**TASK BRIEF**
The answer should contain all of the data, retyped without any alteration.

=== Begin Enclosure ===

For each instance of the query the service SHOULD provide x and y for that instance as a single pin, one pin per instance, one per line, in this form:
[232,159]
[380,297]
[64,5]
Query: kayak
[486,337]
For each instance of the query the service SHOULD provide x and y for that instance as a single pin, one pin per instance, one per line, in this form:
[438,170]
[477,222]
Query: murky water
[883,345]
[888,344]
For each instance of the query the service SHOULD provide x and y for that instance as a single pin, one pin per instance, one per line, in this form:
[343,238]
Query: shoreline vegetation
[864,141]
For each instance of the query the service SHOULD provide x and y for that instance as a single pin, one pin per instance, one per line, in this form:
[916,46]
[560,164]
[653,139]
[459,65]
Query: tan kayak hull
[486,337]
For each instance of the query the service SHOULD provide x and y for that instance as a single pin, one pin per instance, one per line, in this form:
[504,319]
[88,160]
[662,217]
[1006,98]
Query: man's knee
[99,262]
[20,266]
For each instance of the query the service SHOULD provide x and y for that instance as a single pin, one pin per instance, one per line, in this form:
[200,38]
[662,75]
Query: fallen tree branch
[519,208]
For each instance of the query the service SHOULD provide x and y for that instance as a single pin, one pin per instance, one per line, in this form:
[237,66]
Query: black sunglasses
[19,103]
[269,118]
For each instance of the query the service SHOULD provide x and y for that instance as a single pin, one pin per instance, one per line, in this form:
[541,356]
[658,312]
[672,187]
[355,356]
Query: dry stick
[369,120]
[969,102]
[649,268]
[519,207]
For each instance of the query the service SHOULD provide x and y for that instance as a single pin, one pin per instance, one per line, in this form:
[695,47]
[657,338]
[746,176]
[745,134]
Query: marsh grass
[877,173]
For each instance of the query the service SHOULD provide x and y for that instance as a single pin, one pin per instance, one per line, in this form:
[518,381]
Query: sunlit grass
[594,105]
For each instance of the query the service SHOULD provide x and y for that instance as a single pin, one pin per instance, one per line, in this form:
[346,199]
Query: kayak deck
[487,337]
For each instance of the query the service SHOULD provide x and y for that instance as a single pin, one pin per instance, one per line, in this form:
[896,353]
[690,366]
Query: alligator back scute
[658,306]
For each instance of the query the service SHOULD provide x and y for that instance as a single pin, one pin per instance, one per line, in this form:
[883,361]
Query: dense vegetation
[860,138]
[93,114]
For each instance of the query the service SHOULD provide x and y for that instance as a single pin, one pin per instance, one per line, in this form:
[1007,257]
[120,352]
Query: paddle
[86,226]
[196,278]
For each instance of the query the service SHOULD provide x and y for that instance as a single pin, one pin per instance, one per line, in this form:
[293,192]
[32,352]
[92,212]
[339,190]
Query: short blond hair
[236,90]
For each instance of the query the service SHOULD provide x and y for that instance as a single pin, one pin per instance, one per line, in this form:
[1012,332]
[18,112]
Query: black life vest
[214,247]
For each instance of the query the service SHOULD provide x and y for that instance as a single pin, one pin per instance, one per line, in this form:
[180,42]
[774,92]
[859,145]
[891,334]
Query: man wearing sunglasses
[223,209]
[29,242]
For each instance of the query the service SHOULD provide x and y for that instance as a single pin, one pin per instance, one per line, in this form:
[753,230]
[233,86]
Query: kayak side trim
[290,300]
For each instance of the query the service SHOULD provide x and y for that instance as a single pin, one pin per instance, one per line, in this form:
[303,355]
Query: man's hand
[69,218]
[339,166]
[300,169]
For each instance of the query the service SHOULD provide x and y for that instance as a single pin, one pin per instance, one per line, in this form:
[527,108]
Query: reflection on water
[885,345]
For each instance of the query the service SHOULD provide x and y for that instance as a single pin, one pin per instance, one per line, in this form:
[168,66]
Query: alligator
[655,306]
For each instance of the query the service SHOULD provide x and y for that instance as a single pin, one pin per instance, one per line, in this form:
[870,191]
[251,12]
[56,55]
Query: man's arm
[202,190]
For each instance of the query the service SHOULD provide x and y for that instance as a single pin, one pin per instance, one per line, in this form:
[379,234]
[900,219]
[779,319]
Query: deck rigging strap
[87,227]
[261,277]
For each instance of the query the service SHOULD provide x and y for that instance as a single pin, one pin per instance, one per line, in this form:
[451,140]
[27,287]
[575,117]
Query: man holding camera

=== End Enclosure ===

**SOLUTION TO THE PROBLEM**
For each instance of the query the service SHOULD provide x and y for that instance as a single pin, one pin per instance, one per line, in this form:
[232,159]
[380,297]
[64,5]
Query: kayak
[486,337]
For each instance of the query the service SHOULD provide x and y for that instance as a single pin, one pin per instance, one per line, in this form:
[438,170]
[477,222]
Query: murky water
[883,345]
[888,344]
For each instance of the query the service SHOULD provide x and y for that instance as a single pin, one pin per instance, one per line, in this form:
[343,238]
Query: shoreline vegetation
[864,141]
For each instance of the query the service SHOULD provide x and y for that instance as a single pin, one pin per instance, one per line, in this form:
[916,46]
[560,164]
[653,139]
[459,65]
Query: tan kayak hull
[486,337]
For each instance of the query the service SHOULD provide x and y for that instance as a single pin, one pin per instance, one per line, in this form:
[504,319]
[88,160]
[662,217]
[1006,98]
Query: man's knee
[99,262]
[20,266]
For each instance of the query the service SHOULD provide x and y for that instance as a single pin, one pin per instance, one per line, in this form:
[200,38]
[662,75]
Query: fallen tree branch
[519,208]
For each instance of the query the service SHOULD provide x and y for that instance as a single pin, one pin per instance, one per line, in this form:
[237,66]
Query: black sunglasses
[19,103]
[269,118]
For each instance of the query the service SHOULD provide x and y for that instance as a single pin, one pin per instance, one per line, in this form:
[541,356]
[658,312]
[672,187]
[355,356]
Query: dry stick
[369,120]
[969,102]
[649,268]
[519,207]
For each instance of the query the service SHOULD provide x and y for that instance as a single pin, one pin per instance, one per line, in this form:
[695,47]
[657,338]
[746,176]
[745,134]
Query: marsh grass
[877,173]
For each instance of the query the service SHOULD provide x and y for that instance as a single pin, one pin per instance, one per line, in this form:
[518,381]
Query: sunlit grass
[594,105]
For each instance of the query the service SHOULD provide x and y for that instance as a single pin, one pin per instance, one per line, in this form:
[346,199]
Query: kayak deck
[487,337]
For each instance of the query the service SHOULD provide x and y for that instance as a single pin, one pin per instance, one per line, in this form:
[896,353]
[690,366]
Query: alligator back scute
[658,306]
For each instance of the query the service SHOULD provide x and y for that instance as a single pin, one pin per instance, one per line, in this form:
[883,361]
Query: dense vegetation
[860,138]
[93,114]
For each instance of the query the service SHOULD provide x and y for that instance as a single pin, one pin per instance, one per line, in this form:
[1007,257]
[120,352]
Query: paddle
[86,226]
[196,278]
For each instance of the query the service SHOULD provide x and y for that instance as a single pin, one pin per instance, one per line, in this form:
[293,192]
[32,352]
[92,212]
[339,190]
Query: short blond hair
[236,90]
For each instance of the query the service SHOULD provide x and y for that instance as a single pin, one pin per instance, one per line, in this form:
[1012,332]
[18,112]
Query: black life vest
[214,247]
For each instance of the query the service SHOULD provide x and y for that instance as a single pin, one pin per instance, one per line, in this form:
[180,42]
[774,92]
[859,145]
[891,334]
Query: man wearing sunglasses
[223,209]
[29,242]
For each instance of the query the service SHOULD provide x and y for that instance as a single pin, one pin per instance, one per line, in this form:
[753,230]
[233,86]
Query: kayak side trim
[290,300]
For each instance of the query the service SHOULD provide x and y for that instance as a single pin, one pin per instance, one per line, in this form:
[303,355]
Query: man's hand
[69,218]
[339,166]
[300,169]
For each instance of the query the service SHOULD provide x and y for that instance as a single pin, one pin per instance, one per line, in this form:
[527,108]
Query: reflection on water
[885,345]
For each instance of the query the service SHOULD provide x and y for that instance as a single pin, one pin per instance, one per line, in this form:
[168,66]
Query: alligator
[655,306]
For each instance of the query the service SHOULD provide x and y for that instance as a single pin, one pin per instance, one per line, in this form:
[870,191]
[251,12]
[56,55]
Query: man's arm
[202,190]
For each instance of the query the service SHOULD provide x and y for that instance as a single pin, one pin per instance, one per line, in this form:
[379,234]
[900,219]
[779,319]
Query: deck rigging strap
[87,227]
[261,277]
For each instance of the query the service SHOULD provide x and y for that instance as a single pin, one pin per instance, one per line, in this form:
[451,140]
[27,287]
[575,117]
Query: man holding camera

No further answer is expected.